Goal of the exercise: Every entry below is to be copied word for word, with its pictures removed.

═══ Provided entries

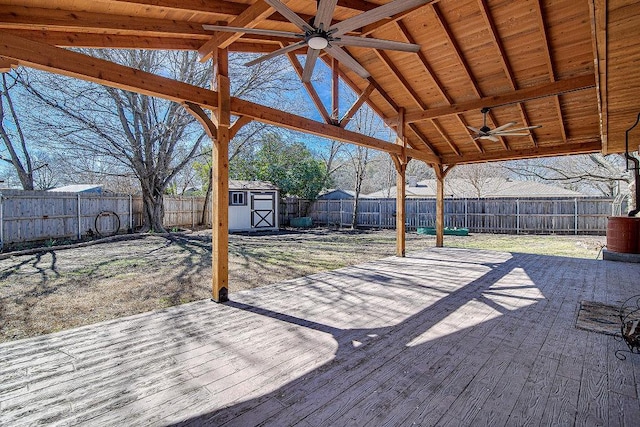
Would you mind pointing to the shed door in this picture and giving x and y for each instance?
(263, 213)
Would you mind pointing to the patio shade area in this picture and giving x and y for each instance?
(444, 336)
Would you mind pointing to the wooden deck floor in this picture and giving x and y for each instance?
(442, 337)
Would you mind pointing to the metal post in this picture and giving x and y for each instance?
(79, 219)
(130, 213)
(575, 216)
(517, 216)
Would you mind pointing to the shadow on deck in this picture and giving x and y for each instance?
(442, 337)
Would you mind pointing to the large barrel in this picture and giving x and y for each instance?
(623, 234)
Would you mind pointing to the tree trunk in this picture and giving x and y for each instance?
(153, 211)
(354, 217)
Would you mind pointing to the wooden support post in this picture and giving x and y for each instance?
(220, 187)
(441, 173)
(400, 162)
(335, 94)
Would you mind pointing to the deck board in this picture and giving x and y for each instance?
(441, 337)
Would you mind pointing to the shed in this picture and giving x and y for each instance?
(79, 188)
(253, 206)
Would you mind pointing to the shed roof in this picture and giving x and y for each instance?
(235, 184)
(78, 188)
(568, 65)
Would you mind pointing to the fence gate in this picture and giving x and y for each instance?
(263, 212)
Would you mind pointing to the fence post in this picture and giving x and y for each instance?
(575, 216)
(79, 219)
(1, 221)
(193, 222)
(466, 210)
(517, 216)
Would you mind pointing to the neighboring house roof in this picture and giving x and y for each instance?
(336, 194)
(79, 188)
(235, 184)
(491, 187)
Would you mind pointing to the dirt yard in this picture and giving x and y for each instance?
(59, 289)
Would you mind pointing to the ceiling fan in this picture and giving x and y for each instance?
(491, 134)
(319, 34)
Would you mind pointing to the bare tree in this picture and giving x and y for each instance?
(479, 176)
(595, 173)
(13, 135)
(128, 134)
(368, 123)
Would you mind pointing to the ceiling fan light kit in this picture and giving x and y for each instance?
(485, 132)
(317, 42)
(331, 40)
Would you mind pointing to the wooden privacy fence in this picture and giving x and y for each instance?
(27, 216)
(490, 215)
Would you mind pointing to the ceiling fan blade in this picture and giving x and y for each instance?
(324, 14)
(376, 43)
(527, 128)
(344, 58)
(512, 134)
(289, 14)
(374, 15)
(489, 137)
(257, 31)
(275, 53)
(312, 55)
(506, 125)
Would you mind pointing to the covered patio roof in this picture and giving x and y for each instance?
(423, 340)
(564, 64)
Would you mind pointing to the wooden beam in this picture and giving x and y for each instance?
(441, 173)
(129, 41)
(249, 18)
(506, 65)
(364, 96)
(65, 62)
(425, 63)
(220, 185)
(439, 170)
(311, 91)
(475, 142)
(547, 49)
(335, 90)
(395, 72)
(355, 88)
(238, 124)
(576, 147)
(80, 21)
(61, 61)
(302, 124)
(368, 29)
(444, 135)
(423, 138)
(7, 64)
(598, 15)
(401, 190)
(199, 114)
(521, 95)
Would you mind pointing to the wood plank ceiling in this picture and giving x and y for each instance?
(564, 64)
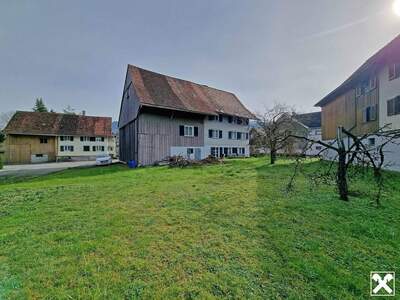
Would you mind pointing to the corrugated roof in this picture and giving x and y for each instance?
(154, 89)
(43, 123)
(388, 52)
(312, 120)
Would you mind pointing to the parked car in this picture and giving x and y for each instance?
(103, 160)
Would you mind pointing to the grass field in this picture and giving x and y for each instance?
(221, 231)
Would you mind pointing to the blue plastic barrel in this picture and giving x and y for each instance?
(132, 164)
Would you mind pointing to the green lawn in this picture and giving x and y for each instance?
(221, 231)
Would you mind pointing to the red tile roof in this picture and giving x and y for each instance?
(38, 123)
(157, 90)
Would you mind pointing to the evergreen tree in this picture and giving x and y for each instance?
(40, 106)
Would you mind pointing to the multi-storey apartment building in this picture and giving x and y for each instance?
(162, 116)
(368, 100)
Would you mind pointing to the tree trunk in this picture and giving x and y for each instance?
(341, 179)
(273, 156)
(379, 181)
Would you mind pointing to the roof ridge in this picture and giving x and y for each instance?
(177, 78)
(58, 113)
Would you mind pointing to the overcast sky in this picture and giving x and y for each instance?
(75, 52)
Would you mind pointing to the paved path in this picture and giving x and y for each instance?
(41, 169)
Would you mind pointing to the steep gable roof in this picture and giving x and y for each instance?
(311, 120)
(43, 123)
(157, 90)
(389, 52)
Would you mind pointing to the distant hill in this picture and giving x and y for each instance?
(114, 127)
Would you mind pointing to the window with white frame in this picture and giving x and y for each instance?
(98, 148)
(67, 138)
(66, 148)
(394, 71)
(215, 134)
(214, 151)
(189, 131)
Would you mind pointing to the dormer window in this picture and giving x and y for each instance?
(358, 91)
(372, 83)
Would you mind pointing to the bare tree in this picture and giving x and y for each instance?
(5, 117)
(358, 153)
(275, 126)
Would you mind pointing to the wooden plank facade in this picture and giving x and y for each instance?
(347, 110)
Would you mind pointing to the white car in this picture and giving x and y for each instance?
(103, 160)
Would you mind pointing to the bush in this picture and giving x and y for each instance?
(180, 161)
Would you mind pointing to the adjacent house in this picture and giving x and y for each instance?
(163, 116)
(312, 123)
(368, 100)
(33, 137)
(307, 125)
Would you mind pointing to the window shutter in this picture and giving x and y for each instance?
(364, 115)
(373, 113)
(396, 105)
(391, 71)
(390, 107)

══════

Answer to the exercise:
Would you mind pointing to the shed door in this picture and giving x and y for each instance?
(263, 213)
Would you mind pointing to the patio shade area in this picture and giving x and y for each instance?
(444, 336)
Would you mind pointing to the wooden deck floor in this picture and giving x and y for each instance?
(442, 337)
Would you mind pointing to the metal post in this picture and giving x and y for each instance?
(79, 219)
(130, 213)
(575, 216)
(517, 216)
Would you mind pointing to the shadow on deck in this picture and giving x and y for each instance?
(442, 337)
Would you mind pointing to the large barrel in this picture and giving x and y for each instance?
(623, 234)
Would you mind pointing to the tree trunk in this picture and giving x and y for each instance?
(153, 211)
(354, 217)
Would you mind pointing to the wooden support post in this picture and giving x and y for each instance?
(220, 187)
(441, 173)
(400, 162)
(335, 94)
Would you mind pointing to the deck board in this picture and giving x and y for each instance?
(441, 337)
Would you mind pointing to the shed in this picture and giving x and y for each instance?
(79, 188)
(253, 206)
Would you mind pointing to the shed roof in this picture and giving x and y for each instance?
(235, 184)
(78, 188)
(568, 65)
Would you mind pointing to the fence gate in this picture and giving x and y for each instance?
(263, 212)
Would you mind pointing to the fence post in this picture and giving x and y for each instance?
(575, 216)
(79, 219)
(1, 221)
(193, 222)
(466, 210)
(517, 216)
Would you mind pointing to the neighboring house roof in this picture and giving x and y for each instance?
(336, 194)
(79, 188)
(235, 184)
(491, 187)
Would you mind pointing to the dirt yard in this picture and giving x and y for each instance?
(59, 289)
Would you mind pointing to the ceiling fan in this picture and giving x and y for each instance?
(491, 134)
(319, 34)
Would you mind pointing to the bare tree in this picture and giving x and y for each instance?
(479, 176)
(595, 173)
(13, 135)
(128, 134)
(368, 123)
Would you mind pointing to the ceiling fan light kit in this picture and giving x and y for each instance?
(485, 132)
(317, 42)
(331, 40)
Would you mind pointing to the wooden privacy fence in this picture and giving x and y for each instance?
(27, 216)
(490, 215)
Would you mind pointing to the ceiling fan blade in this picture and giving x and y for each instance?
(324, 14)
(376, 43)
(527, 128)
(344, 58)
(512, 134)
(289, 14)
(374, 15)
(489, 137)
(257, 31)
(275, 53)
(312, 55)
(506, 125)
Would you mind pointing to the covered patio roof in this picture and giving x and y for each instance?
(423, 340)
(564, 64)
Would you mind pointing to the wooden beam in this picture and giving x and y for each instance?
(441, 173)
(129, 41)
(249, 18)
(506, 65)
(364, 96)
(65, 62)
(425, 63)
(220, 185)
(439, 170)
(311, 91)
(475, 142)
(547, 49)
(335, 90)
(395, 72)
(355, 88)
(238, 124)
(576, 147)
(80, 21)
(61, 61)
(302, 124)
(368, 29)
(444, 135)
(423, 138)
(7, 64)
(598, 15)
(401, 190)
(199, 114)
(521, 95)
Would you mind pointing to the wood plank ceiling in this picture and giving x and y for each instance?
(564, 64)
Would you mind pointing to the corrugated roof in this picture and giving x and y for each instance?
(154, 89)
(43, 123)
(388, 52)
(312, 120)
Would you mind pointing to the parked car in this picture and giving x and y for each instance?
(103, 160)
Would you mind pointing to the grass field in this picture and giving x and y for each instance?
(221, 231)
Would you mind pointing to the blue plastic barrel in this picture and giving x and y for each instance?
(132, 164)
Would you mind pointing to the green lawn in this picture and giving x and y for each instance?
(221, 231)
Would you mind pointing to the red tile roof in this picture and giving x and y for each instance?
(38, 123)
(157, 90)
Would you mind pointing to the evergreen tree in this picture and giving x and y for each instance?
(40, 106)
Would you mind pointing to the multi-storey apartment building in this picture and giving x and y for each instance?
(162, 116)
(368, 100)
Would you mind pointing to the tree trunk in this picture and giving x and y for each instance?
(341, 179)
(273, 156)
(379, 181)
Would you mind pointing to the roof ridge in this picture and giving x and y for each instance?
(177, 78)
(58, 113)
Would you mind pointing to the overcast sky in this picture and giving x and y for each instance?
(75, 52)
Would you mind pointing to the paved path in this picture and giving x and y for each instance?
(41, 169)
Would you mind pointing to the steep gable roof in this picture and giving x and y for each instance?
(311, 120)
(43, 123)
(157, 90)
(389, 52)
Would you mind pointing to the distant hill in this picture and giving x and y for each instance?
(114, 127)
Would you mind pointing to the window with white frame in this picture and giving x and y for each instance?
(98, 148)
(67, 138)
(66, 148)
(394, 71)
(215, 134)
(214, 151)
(189, 131)
Would you mind pointing to the dormer window in this picture and giving x and y for each instance?
(358, 91)
(372, 83)
Would you mind pointing to the bare tree in this picture and giving x and y for each instance?
(5, 117)
(358, 153)
(275, 126)
Would you mind pointing to the wooden plank facade in this picture and giving x and y for each instance?
(347, 110)
Would you mind pointing to the white car in this picture and giving x and y for each instance?
(103, 160)
Would you mind pointing to the bush in this picture and giving x and y for each instance?
(180, 161)
Would you mind pointing to the adjacent house in this picture and giving x and y for each instance?
(163, 116)
(312, 123)
(368, 100)
(33, 137)
(307, 125)
Would you mind pointing to the window shutter in this picture and giving x and y for each instance?
(364, 115)
(373, 113)
(396, 105)
(391, 71)
(390, 107)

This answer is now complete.